┌─ Document excerpt

To convert cellulose Iα to Iβ, either some layers slide relative to the others by c/2 or some chains rotate by 180° (Hardy and Sarko 1996; Vietor et al. 2000; Nishiyama et al. 2003; Wada et al. 2003). For example, in the model microfibril containing both cellulose Iα and Iβ shown in Fig. 2, if chains in layers 6, 7, 10, and 11 were to slide by ± c/2 or to rotate by 180° around the chain axis (c-direction), the entire microfibril would have Iβ layer packing. Many pathways are possible to accomplish this transformation. The experimentally determined layer spacing at elevated temperature is more consistent with the hypothesis of a layer slip Iα to Iβ conversion mechanism than with a mechanism of chain rotation (Wada et al. 2010). Chain rotation by 180° would likely require a lattice spacing increase of the difference between the maximum and the minimum width of a cellulose chain, approximately 1.5 Å (5–3.5 Å). The observed increase in layer spacing at 280 °C is approximately 0.5 Å.

└─
┌─ Supplied information

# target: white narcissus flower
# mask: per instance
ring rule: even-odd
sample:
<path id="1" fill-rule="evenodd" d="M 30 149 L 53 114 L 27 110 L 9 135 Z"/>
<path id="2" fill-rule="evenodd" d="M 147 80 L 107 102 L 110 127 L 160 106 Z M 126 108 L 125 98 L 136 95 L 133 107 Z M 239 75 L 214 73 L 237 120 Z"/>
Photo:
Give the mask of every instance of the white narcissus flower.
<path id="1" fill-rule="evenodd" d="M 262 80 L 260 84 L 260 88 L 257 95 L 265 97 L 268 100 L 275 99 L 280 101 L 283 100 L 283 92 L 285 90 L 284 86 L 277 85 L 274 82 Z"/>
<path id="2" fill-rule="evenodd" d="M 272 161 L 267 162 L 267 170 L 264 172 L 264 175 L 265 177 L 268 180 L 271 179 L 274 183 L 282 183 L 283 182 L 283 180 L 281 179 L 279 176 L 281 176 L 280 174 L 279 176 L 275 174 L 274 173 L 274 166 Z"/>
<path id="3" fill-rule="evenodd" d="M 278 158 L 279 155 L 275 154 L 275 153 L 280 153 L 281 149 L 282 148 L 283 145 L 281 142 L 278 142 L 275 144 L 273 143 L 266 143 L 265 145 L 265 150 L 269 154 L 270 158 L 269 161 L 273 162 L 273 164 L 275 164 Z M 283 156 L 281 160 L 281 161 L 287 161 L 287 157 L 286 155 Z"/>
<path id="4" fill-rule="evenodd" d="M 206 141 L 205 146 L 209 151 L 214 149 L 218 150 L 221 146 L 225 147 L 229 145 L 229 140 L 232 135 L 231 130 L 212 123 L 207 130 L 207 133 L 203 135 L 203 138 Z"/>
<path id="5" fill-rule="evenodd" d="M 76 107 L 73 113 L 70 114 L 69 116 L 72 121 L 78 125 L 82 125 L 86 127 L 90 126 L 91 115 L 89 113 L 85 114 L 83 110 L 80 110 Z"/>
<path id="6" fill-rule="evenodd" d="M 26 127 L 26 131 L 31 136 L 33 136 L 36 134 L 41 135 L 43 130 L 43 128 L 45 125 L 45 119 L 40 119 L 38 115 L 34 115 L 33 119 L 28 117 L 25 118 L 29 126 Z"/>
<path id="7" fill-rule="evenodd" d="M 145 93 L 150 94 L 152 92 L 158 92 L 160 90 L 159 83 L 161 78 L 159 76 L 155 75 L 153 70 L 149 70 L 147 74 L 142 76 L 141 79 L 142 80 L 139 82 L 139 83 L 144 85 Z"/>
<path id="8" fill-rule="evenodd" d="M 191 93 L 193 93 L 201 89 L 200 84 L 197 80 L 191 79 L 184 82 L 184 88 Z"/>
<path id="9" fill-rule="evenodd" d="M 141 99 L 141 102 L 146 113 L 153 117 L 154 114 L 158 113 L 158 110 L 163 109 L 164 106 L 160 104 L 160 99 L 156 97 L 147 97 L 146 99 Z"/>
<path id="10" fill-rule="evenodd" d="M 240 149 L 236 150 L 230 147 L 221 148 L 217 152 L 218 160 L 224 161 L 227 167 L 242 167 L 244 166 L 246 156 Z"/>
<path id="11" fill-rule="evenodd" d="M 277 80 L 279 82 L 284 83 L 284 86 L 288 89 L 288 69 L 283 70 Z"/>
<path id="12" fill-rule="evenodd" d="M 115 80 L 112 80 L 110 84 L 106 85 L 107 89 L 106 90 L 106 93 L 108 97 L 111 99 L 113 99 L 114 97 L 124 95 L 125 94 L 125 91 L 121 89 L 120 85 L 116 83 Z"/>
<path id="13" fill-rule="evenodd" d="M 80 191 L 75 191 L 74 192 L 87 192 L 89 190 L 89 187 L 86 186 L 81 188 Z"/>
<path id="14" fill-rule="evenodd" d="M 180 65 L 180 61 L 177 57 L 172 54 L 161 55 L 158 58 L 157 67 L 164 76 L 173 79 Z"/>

└─

▶ [Prompt]
List every work cited in the passage on converting cellulose Iα to Iβ, giving authors and year for each.

▶ [Complete response]
- Hardy and Sarko 1996
- Vietor et al. 2000
- Nishiyama et al. 2003
- Wada et al. 2003
- Wada et al. 2010